**Task statement:**
Rewrite the rows below, putting "occurrence" wherever "instance" appears and keeping everything else unchanged. Omit the pictures from your version.

--- BEGIN Source data ---

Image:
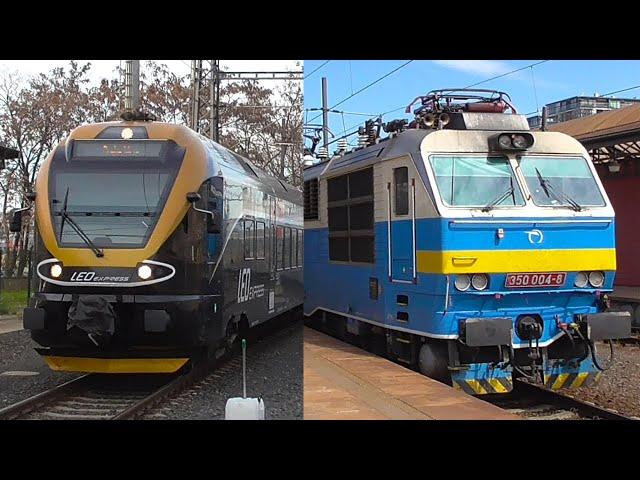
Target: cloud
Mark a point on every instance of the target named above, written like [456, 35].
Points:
[476, 67]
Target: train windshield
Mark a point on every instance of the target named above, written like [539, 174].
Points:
[112, 190]
[471, 181]
[561, 181]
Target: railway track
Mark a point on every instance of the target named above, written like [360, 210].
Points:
[123, 397]
[535, 402]
[103, 397]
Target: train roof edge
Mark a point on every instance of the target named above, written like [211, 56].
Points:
[283, 189]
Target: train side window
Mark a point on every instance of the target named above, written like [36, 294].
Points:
[401, 189]
[249, 239]
[260, 240]
[311, 199]
[279, 247]
[294, 247]
[287, 247]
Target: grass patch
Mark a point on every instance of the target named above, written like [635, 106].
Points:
[13, 301]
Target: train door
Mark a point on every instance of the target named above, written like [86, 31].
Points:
[272, 253]
[401, 226]
[214, 199]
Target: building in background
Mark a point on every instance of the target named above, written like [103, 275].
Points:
[577, 107]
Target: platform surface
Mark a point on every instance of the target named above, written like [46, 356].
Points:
[343, 382]
[625, 294]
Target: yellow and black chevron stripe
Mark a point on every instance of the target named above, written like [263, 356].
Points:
[483, 386]
[570, 380]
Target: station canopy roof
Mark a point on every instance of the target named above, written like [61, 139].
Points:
[608, 136]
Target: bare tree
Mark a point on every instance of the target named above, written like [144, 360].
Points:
[260, 123]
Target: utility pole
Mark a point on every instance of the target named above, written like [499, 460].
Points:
[132, 85]
[205, 100]
[325, 115]
[206, 79]
[283, 150]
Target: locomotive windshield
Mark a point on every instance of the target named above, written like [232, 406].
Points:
[561, 181]
[113, 190]
[470, 181]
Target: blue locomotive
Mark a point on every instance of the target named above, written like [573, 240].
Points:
[465, 245]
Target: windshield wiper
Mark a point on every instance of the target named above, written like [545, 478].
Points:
[509, 191]
[548, 188]
[65, 217]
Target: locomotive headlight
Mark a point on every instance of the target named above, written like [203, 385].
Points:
[462, 282]
[520, 142]
[479, 281]
[56, 270]
[582, 279]
[144, 272]
[596, 279]
[504, 141]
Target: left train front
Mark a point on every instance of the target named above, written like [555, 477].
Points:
[118, 278]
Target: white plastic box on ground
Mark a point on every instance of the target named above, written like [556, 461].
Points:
[244, 409]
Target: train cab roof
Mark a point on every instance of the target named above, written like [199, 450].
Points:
[477, 111]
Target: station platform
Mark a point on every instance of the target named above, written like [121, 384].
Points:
[343, 382]
[625, 294]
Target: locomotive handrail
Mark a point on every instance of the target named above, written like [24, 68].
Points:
[481, 221]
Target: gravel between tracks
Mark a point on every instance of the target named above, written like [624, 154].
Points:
[618, 387]
[274, 372]
[18, 360]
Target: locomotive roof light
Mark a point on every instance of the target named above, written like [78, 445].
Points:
[511, 141]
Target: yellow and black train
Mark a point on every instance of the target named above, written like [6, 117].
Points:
[155, 245]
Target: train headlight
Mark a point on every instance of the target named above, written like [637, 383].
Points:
[504, 141]
[582, 279]
[462, 282]
[520, 142]
[144, 272]
[56, 270]
[596, 279]
[479, 281]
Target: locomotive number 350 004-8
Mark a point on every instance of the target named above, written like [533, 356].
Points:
[555, 279]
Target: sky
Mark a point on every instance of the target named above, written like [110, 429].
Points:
[107, 68]
[530, 88]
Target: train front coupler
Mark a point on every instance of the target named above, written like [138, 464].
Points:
[479, 362]
[581, 365]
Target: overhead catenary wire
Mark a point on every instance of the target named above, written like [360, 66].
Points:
[468, 86]
[316, 69]
[369, 85]
[620, 91]
[352, 132]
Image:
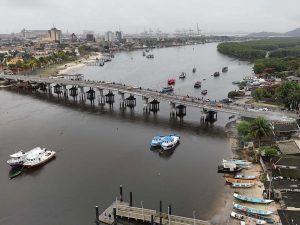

--- END Source data ---

**Exercise result:**
Image:
Target: cloud
Mark a point on every occurrence of the target named above, written like [456, 35].
Points:
[476, 67]
Target: train windshield
Mark a point on every occurrence of the target named above, written like [539, 174].
Points:
[112, 190]
[471, 181]
[561, 181]
Target: railway track
Mark a point on every occurrence of the target named above, written like [360, 210].
Points:
[123, 397]
[535, 402]
[103, 397]
Target: train roof edge
Mark a point on every occurrence of the target named above, written like [211, 56].
Points:
[283, 189]
Target: train side window
Mark a point on every occurrence of the target named above, written like [36, 294].
Points:
[401, 189]
[249, 239]
[260, 240]
[311, 199]
[279, 247]
[294, 247]
[287, 247]
Target: grass patch
Mark a point on every occurrence of the target named above, written like [635, 106].
Points:
[13, 301]
Target: train door
Mark a point on every occurrence of the target named above, written like [86, 31].
Points:
[272, 253]
[401, 226]
[214, 199]
Target: building in background
Mark a point on every occurrence of the target named above, written like [103, 275].
Points:
[577, 107]
Target: platform surface
Mark a point on every occurrence of the target named above, written like [46, 356].
Points:
[343, 382]
[625, 294]
Target: yellow and black chevron stripe
Mark a point on every occurrence of the target named above, written like [263, 356].
Points:
[483, 386]
[570, 380]
Target: station canopy roof
Mark a point on every occurrence of the target named above, written like [61, 139].
Points:
[608, 136]
Target: bare tree
Mark a point on every occurrence of the target named above, written like [144, 360].
Points:
[260, 123]
Target: utility pole
Mark a point on every occurrence of the target named above, written like [499, 460].
Points:
[132, 85]
[205, 100]
[325, 115]
[206, 79]
[283, 150]
Target: locomotive windshield
Mark a point on every occurrence of the target named above, written like [232, 406].
Points:
[561, 181]
[113, 190]
[470, 181]
Target: blue locomotive
Mark a point on every occurrence of the target named above, written like [573, 240].
Points:
[465, 245]
Target: windshield wiper
Mark a point on every occurrence of the target named above, written like [545, 478].
Points:
[509, 191]
[548, 188]
[65, 217]
Target: locomotive headlight
Mark a point on every occurrence of the target named above, written like [203, 385].
Points:
[462, 282]
[520, 142]
[479, 281]
[56, 270]
[582, 279]
[144, 272]
[596, 279]
[504, 141]
Target: left train front
Mark a point on every occurrence of the target named above, written like [555, 477].
Points:
[118, 278]
Target: white plastic box on ground
Mark a point on every occurrence of the target named above, written like [556, 461].
Points:
[244, 409]
Target: train cab roof
Mark a point on every occurrence of the target named above, written like [199, 450].
Points:
[477, 111]
Target: station platform
Mark a point on every occurrence of the target named above, written like [121, 384].
Points:
[343, 382]
[625, 294]
Target: locomotive handrail
Mark a point on every occurrence of the target named above, written like [24, 68].
Points:
[481, 221]
Target: gravel between tracks
Mark a point on every occurrence of the target named above, written like [624, 154].
Points:
[618, 387]
[274, 372]
[18, 360]
Target: locomotive roof light
Mark a point on every occurrence of the target named above, written like [78, 445].
Points:
[511, 141]
Target: yellow and black train
Mark a point on every occurrence of the target named above, written like [6, 117].
Points:
[155, 245]
Target: train headlight
Mark a point on every occurrence of the target named above, written like [637, 383].
Points:
[504, 141]
[582, 279]
[462, 282]
[520, 142]
[144, 272]
[56, 270]
[596, 279]
[479, 281]
Target: locomotive number 350 004-8
Mark a point on every occurrence of the target named above, written like [533, 356].
Points:
[555, 279]
Target: sky
Mark a point on every occurrence of the target named above, written like [110, 429].
Points:
[107, 68]
[530, 88]
Target: train front coupler
Mark a point on every occurrence of the target named above, written like [138, 464].
Points:
[479, 362]
[581, 365]
Target: overhead catenary wire
Mark a point on every occurrence of the target named above, written like [360, 66].
Points:
[468, 86]
[316, 69]
[369, 85]
[620, 91]
[352, 132]
Image:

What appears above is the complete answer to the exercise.